## YOUR INSTRUCTIONS
Please give back each line below unchanged; none of the pictures should appear.

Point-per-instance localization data
::::::::::

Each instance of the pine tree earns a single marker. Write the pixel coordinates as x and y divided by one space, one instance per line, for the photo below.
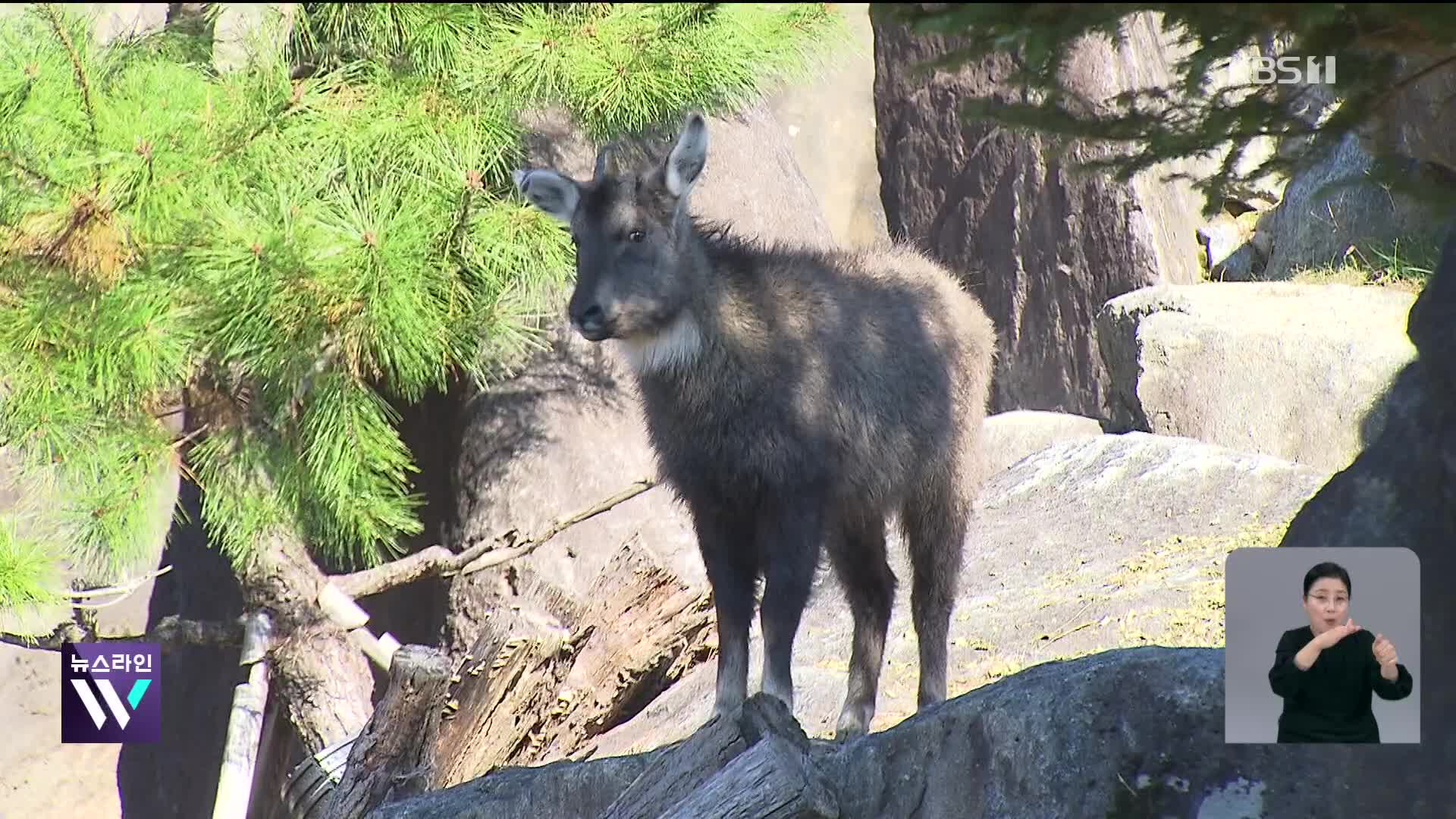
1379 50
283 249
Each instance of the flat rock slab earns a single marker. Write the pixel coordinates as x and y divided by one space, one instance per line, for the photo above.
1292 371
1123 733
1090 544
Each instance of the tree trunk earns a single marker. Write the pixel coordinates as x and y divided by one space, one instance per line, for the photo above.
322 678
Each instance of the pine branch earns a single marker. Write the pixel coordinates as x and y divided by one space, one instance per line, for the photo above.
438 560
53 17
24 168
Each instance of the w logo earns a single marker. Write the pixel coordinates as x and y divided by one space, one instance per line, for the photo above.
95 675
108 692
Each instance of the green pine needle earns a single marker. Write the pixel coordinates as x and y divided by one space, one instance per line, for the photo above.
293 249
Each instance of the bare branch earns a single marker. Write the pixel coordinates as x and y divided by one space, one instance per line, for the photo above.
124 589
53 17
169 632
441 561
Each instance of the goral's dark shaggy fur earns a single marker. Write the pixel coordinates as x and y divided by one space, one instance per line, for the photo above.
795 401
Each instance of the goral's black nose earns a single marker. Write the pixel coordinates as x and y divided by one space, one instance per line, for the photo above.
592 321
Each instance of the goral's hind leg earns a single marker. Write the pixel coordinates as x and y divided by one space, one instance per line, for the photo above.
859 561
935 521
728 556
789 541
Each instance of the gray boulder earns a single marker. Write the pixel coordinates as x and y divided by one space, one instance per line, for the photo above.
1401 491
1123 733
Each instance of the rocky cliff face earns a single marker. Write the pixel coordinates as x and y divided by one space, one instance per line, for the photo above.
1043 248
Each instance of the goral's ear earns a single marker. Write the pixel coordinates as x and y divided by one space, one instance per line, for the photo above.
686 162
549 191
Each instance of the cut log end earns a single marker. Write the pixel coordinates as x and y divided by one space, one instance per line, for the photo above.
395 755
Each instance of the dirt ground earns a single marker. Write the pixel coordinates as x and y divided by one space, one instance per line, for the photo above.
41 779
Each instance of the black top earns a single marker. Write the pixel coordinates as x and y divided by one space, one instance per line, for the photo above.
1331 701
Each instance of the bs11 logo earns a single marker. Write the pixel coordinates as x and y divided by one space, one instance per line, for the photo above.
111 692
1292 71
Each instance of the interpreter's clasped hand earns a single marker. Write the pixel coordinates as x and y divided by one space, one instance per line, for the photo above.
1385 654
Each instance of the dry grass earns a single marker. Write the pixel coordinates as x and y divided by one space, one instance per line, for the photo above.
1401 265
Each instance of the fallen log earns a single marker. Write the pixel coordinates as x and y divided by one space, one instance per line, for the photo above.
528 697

::::::::::

## RESULT OF THE TASK
Each instance of the pine tree earns a single marker. Write the pixel coordinates as x and y divided by one space, one instance per line, for the photo below.
1379 50
283 249
Each instance of the flat rock slab earns a single marker. Write the pixel coordinates as x and y divided by one space, one instance per line, for the photo above.
1292 371
1123 733
1090 544
Each instance of the tree trunk earns a single marker. Write the pixel coordinates as x and y divided by one space, one instance per line, for the photo above.
322 678
Each instance of the pine branch earns a single marker. Write the pixel coordinates as x and y divided by one space, one instance per line, for the photo above.
438 560
53 17
24 168
Each instance of the w logo earns a single marker. Write the pixel coordinates as x and y divided by one space, one instance per line, for the photo above.
95 675
108 692
Each instance of the green pine needle earns a single marker. Write the pixel coordinates as x and y divided by one space, one instance per line, for the photo above.
293 249
Each instance of the bare branch earns a single marker. Write the pixel coordinates as x and y divided by one space, one instance per line, for the photo above.
124 589
53 17
169 632
441 561
Each instance of the goral's dark shaggy fur earns a single marker. Write the pixel coordinates as x and y divided by one space, one instance per line, for the photo above.
795 401
Each instance of the goral's black nose earns a single marker. Write the pixel coordinates as x and y divided by one space, one instance per line, for the photo above.
592 321
Each instance of the goral's hind leg earns a single marker. Write the pixel coordinates as x and y divided by one space, one instance per line, for the photo above.
859 561
935 521
728 556
789 541
Each instance of the gray boulder earns a single marker. Write the pixel coordinates as x and y divided by one space, one instance per line, for the photo above.
1401 491
1123 733
Each instance of the rocky cliff face earns a single marker. Write the pixel coordinates as x and y divided by one space, one instance per line, for the photo above.
1043 248
Each instance of the goral's ear earns a single marker. Write the pixel coordinates as x and y divided by one space, one instance per line, for the photo above.
686 162
549 191
Each instance of the cut log end earns a single marker. Write the pixel coordinates as x and y divided by one space, one instance per line, for the photo above.
395 755
Each instance of the dirt ground earns a single marker. Write the pixel coordinates as x and y divided by one space, one instance per line, for the photo above.
41 779
Each instance of the black top earns a single marker. Write the pixel coordinates as x and y divided by one space, one instance per line, for the photo above.
1331 701
Each instance of the bs11 logo earns a single marker. Write the pixel coordinates as x and y divided by one space, one instance per line, for the photo above.
111 692
1292 71
Each instance of the interpreter's clasped hand earns a single marker. Write the pixel coordinates as x and y divided by one space, one instance per line, for the photo above.
1385 654
Each instance of the dry grass earns a single marker. Write the pixel coordinates as x and y divided by one space, one instance per line, for the photo above.
1401 265
Each instance of the fallen log earns a single marker. Write the pixel coordinates as x and y divided by one space, one instance per line, for the photo above.
528 697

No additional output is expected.